> **Görevler**
(A) Başbakanın konuşmalarını eleştiren yazıyı iki cümleyle özetleyin.
(B) Başbakanın konuşmalarını eleştiren yazının "İyi akşamlar sevgili" ile "coştu, coştukça boşaldı." arasındaki bölümünü, bu iki ifade de dahil olmak üzere harfi harfine aktarın.

> **Alıntı**
****************************************

Başbakan hesap sormuyor tehdit kokan dedikodu yapıyor

Yazarı Olmayan Makaleler Yazar iletisim@ulusal.com.tr

İyi akşamlar sevgili izleyiciler; hafta sonunu Başbakan’ın konuşma maratonuna maruz kalarak geçirdik. Maruz kaldık diyorum, çünkü ne zaman herhangi bir haber kanalını açsam karşımda Başbakan vardı iki gün boyunca. Başbakan aklı nerede eserse orada konuştu. Bıkmadan usanmadan konuştu. Sürekli dedikodu yaptı. Meğer ne dolmuş içi. Konuştukça coştu, coştukça boşaldı.

Evet başbakan hep konuştu konuşmasına da hep dedikodu yaptı.

Bayıldım bazı cümlelerine. Örneğin “Babamın oğlu olsa affetmem, kendi oğlum olsa yanına bırakmam” gibi sözler söyledi. Tamam işte, babasının oğlu değil ama oğlunun adı bir yolsuzluğa bulaştı. Madem “kimsenin gözünün yaşına bakmayacaksınız” buyurun ne bekliyorsunuz, oğlunuzu yargının şaşmaz adaletine bırakın, nasıl olsa tertemiz olduğu ortaya çıkacaktır, o zaman kendisine bu tuzağı hazırlayanlardan bir güzel hesap sorarsınız. Öyle yapmıyor Başbakan, tam tersine “oğlum olsa bile” diyor ama oğlunu adalete teslim edeceğine adaleti teslim almayı tercih ediyor.

Ayrıca bir şey daha var; Başbakan “babamın oğlu olsa” diyor ya, işte babasının oğlu kardeşi olabileceği gibi kendisi de babasının oğludur. Bazı müteahhitler kendisinden büyük patron diye söz ediyorlarmış, eh kendi bakanı kalktı ne dedi? “Ben istifa ediyorum da benim suçlandığım kararlarda imzayı sen atmıştın senin de istifa etmen gerekmiyor mu?” Aynen böyle demişti o istifa eden veya Başbakan’ın deyimiyle “Ben azlettim be” dediği bakan. O da ne enteresan durum değil mi? Bir gün öncesine kadar can ciğer kuzu sarmasıydılar, o bakan Başbakan’ı karşılama otobüsünün üzerine diğer yolsuzluk suçuna adı karışmış bakanlarla birlikte gülerek ve el ele tutuşarak pozlar vermişti. Sonra zorunlu istifa geldi. Başbakan nasıl da ağır laflar etti o bakan için.

****************************************

[Bir derlemeden alıntılanan kayıtlar]
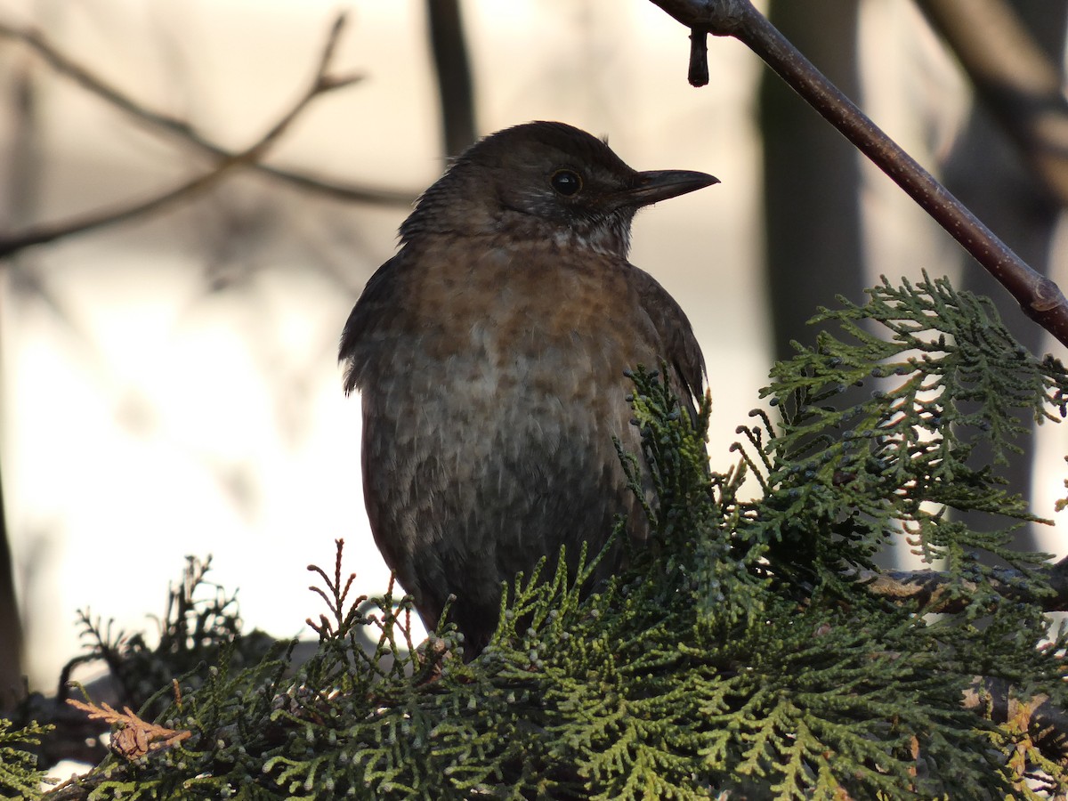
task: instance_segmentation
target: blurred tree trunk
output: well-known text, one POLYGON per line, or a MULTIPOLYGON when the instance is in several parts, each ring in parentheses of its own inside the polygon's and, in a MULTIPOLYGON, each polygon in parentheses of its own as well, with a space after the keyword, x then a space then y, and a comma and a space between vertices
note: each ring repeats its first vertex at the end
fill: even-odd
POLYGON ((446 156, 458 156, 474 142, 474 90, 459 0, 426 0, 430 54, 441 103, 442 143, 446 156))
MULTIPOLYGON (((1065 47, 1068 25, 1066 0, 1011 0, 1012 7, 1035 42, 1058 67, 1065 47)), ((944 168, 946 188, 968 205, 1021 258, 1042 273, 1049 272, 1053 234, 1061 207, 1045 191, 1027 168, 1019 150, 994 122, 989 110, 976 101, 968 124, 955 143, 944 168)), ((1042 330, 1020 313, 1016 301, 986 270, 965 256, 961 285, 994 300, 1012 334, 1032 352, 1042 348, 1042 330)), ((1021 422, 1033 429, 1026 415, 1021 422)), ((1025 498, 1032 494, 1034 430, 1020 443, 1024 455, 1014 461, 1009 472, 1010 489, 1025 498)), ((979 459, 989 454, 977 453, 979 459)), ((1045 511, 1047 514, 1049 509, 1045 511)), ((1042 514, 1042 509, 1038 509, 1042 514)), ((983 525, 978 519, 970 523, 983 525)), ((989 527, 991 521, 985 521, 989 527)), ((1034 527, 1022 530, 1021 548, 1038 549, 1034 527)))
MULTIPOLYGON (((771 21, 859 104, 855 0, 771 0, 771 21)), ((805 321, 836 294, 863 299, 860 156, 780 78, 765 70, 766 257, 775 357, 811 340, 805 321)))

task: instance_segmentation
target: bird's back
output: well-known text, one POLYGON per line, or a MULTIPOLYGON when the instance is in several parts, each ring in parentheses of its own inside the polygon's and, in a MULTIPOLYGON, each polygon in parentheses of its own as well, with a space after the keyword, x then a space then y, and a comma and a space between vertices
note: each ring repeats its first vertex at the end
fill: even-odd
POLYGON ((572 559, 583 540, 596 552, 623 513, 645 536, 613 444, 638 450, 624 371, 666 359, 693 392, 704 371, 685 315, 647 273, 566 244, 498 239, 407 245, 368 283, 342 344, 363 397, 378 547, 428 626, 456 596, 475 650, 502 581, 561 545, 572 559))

****************************************

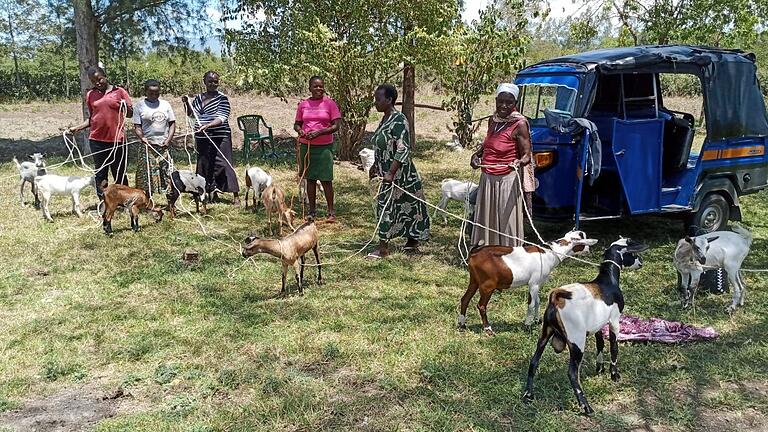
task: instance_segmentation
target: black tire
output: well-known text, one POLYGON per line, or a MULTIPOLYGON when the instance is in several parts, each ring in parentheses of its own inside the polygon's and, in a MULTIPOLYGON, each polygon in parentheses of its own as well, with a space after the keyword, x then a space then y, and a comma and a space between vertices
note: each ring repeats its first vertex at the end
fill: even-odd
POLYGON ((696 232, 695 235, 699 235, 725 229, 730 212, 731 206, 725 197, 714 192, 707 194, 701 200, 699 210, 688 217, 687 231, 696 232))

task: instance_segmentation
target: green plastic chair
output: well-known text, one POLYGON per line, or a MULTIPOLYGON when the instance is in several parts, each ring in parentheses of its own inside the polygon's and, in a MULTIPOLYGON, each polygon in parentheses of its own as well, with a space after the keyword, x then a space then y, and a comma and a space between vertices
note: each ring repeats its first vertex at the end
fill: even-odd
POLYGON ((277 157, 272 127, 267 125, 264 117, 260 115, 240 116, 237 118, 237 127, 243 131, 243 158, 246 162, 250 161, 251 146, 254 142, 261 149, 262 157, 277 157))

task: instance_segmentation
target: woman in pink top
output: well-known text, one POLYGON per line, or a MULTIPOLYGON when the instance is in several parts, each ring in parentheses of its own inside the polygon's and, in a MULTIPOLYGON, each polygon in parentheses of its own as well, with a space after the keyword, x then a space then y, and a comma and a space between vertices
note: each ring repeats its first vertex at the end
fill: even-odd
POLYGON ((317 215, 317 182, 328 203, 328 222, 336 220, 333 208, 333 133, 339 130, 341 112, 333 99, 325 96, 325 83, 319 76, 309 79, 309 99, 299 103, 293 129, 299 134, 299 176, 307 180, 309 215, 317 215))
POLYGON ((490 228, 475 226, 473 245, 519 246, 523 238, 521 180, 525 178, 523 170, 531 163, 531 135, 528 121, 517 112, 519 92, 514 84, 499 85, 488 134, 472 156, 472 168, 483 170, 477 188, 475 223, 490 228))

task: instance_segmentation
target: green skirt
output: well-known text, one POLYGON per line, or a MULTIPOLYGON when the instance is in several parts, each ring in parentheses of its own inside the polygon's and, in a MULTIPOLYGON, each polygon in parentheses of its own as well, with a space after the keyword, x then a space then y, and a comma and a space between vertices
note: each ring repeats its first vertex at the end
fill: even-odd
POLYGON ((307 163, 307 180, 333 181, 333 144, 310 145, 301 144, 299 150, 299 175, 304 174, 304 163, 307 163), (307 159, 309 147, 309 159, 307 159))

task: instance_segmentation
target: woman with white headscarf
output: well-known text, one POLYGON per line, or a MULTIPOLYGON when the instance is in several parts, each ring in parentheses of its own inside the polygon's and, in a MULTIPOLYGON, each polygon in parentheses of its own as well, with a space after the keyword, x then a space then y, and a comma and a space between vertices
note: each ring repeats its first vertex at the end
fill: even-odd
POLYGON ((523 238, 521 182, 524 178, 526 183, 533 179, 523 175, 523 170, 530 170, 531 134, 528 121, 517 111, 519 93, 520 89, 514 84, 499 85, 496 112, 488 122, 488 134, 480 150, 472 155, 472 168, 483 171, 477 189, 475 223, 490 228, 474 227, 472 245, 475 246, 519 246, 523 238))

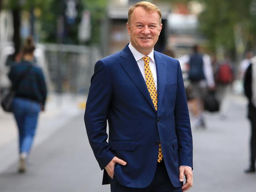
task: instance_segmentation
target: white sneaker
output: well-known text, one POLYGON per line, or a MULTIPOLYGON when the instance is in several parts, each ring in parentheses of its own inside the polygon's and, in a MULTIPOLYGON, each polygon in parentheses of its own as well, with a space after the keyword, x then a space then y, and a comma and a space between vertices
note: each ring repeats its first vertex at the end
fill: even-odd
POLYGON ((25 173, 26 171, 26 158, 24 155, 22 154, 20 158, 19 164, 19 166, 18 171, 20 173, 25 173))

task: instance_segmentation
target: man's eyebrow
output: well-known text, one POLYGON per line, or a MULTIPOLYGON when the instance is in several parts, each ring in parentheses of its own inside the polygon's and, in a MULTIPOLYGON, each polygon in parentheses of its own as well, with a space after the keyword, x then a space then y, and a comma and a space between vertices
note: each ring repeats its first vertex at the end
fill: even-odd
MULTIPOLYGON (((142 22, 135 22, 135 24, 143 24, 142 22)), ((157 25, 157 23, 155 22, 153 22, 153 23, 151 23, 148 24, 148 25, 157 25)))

****************************************

> **Alıştırma Sonuçları**
(A) Yazar, hafta sonu boyunca haber kanallarında hep Başbakan'ın konuştuğunu ve sürekli dedikodu yaptığını söylüyor. Başbakan'ın "oğlum olsa bile" demesine rağmen oğlunu adalete teslim edeceğine adaleti teslim almayı tercih ettiğini ve bir gün öncesine kadar yakın olduğu istifa eden bakan için ağır laflar ettiğini belirtiyor.

(B)
İyi akşamlar sevgili izleyiciler; hafta sonunu Başbakan’ın konuşma maratonuna maruz kalarak geçirdik. Maruz kaldık diyorum, çünkü ne zaman herhangi bir haber kanalını açsam karşımda Başbakan vardı iki gün boyunca. Başbakan aklı nerede eserse orada konuştu. Bıkmadan usanmadan konuştu. Sürekli dedikodu yaptı. Meğer ne dolmuş içi. Konuştukça coştu, coştukça boşaldı.